[Exercise inputs start]

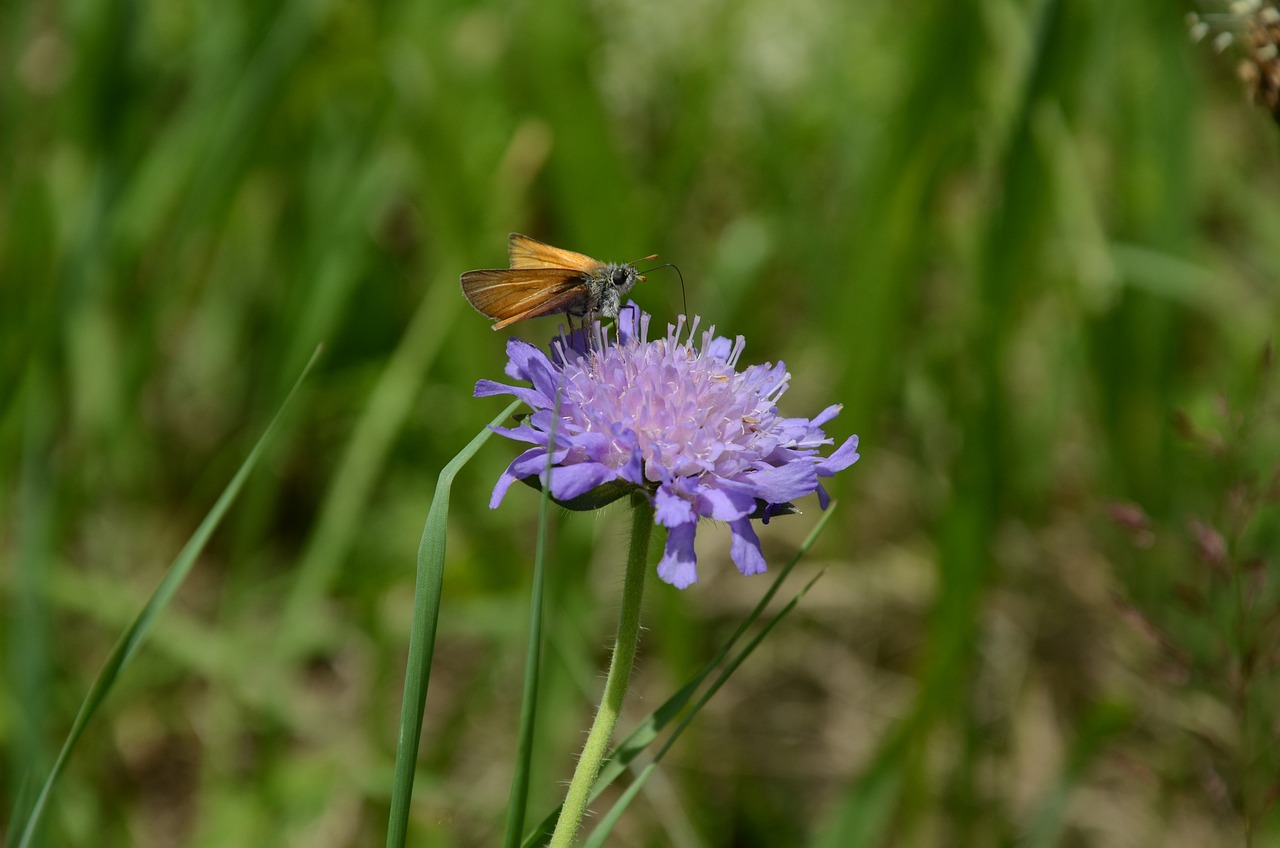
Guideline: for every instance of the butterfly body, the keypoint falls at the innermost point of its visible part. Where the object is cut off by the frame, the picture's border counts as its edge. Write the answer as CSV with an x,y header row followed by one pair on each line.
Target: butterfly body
x,y
548,281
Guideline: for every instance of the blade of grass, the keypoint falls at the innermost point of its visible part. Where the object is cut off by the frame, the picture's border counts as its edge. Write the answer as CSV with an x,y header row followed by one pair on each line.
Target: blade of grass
x,y
137,633
648,730
421,646
533,659
602,830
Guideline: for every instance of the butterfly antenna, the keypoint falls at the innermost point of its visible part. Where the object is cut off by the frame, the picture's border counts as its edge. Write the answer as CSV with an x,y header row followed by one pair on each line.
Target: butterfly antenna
x,y
684,297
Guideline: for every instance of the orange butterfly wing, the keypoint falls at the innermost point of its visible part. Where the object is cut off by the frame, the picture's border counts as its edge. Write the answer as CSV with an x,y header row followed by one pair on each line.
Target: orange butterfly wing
x,y
517,293
530,252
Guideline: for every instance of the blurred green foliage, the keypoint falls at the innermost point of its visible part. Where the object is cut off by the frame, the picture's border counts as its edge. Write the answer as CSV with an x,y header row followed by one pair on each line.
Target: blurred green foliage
x,y
1014,237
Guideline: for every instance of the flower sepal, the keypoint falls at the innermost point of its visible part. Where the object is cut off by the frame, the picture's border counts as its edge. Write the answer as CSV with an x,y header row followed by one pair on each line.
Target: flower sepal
x,y
766,511
602,495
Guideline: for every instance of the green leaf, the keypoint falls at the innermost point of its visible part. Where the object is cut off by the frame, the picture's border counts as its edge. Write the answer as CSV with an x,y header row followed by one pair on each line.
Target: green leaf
x,y
648,730
421,646
136,636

[Exercise inputs end]

Challenge: Set down all of the entries above again with every line unchanged, but leave out the picture.

Finished answer:
Guideline: for every instance of the butterfly body, the keypoint falls at the innermost point of its visible part. Where the object is cut off by the frame, the picture's border counts as its edge. Write the answer as CSV with an x,y header row followed by one pair on each line.
Target: butterfly body
x,y
548,281
Guideline: for every instance of the blade of grass, the keypoint falls at the innermost point of its visible part. Where the object is cut off by the frame, the picture's border counts as its edge. Write the answer as CSV with an x,y header row followed by one pair on each line.
Target: blade of grass
x,y
137,633
648,730
421,646
533,659
602,830
Guideline: for every instance of the butterfly antenna, the keypoint falls at the innermost point of its visible part. Where the object is cut off by the frame, the picture's border counts as its edge. Write the answer as CSV with an x,y header row followed by one pair on each line.
Target: butterfly antenna
x,y
684,297
Guideline: for every instance of the orange butterfly wing, the keypoint falls at the innermost point of its visible part. Where the object is cut off by the frame, the picture's border counts as its edge. Write the answer as CSV with an x,y header row followed by one pair on each line.
Target: orange butterfly wing
x,y
517,293
530,252
Guideline: for every instance of the blurred green foliage, the keypoint falls at the innermost point of its visible part. Where the object is cut off by the frame, the picture's border counts as its edge. Write the answer as CSV with an x,y header row followed by one pair on each line.
Target: blurred green foliage
x,y
1014,237
Guideline: for every instance of the flower sepal, the keypoint falls at the innermost point of its visible part. Where the object is cut off by the frame, the picture's border counts as its edge. Write the answer as CSV with an x,y header row followed by one pair on each line.
Target: flower sepal
x,y
766,511
602,495
Guideline: for every instance of the green leaf, the keypoint falls at the innermost point of its visible part. Where the object is cut off by the frame, the picture's border counts as its edge. Write the answer as CSV with an x,y header row followed by one pair on each line.
Target: green leaf
x,y
648,730
421,646
136,636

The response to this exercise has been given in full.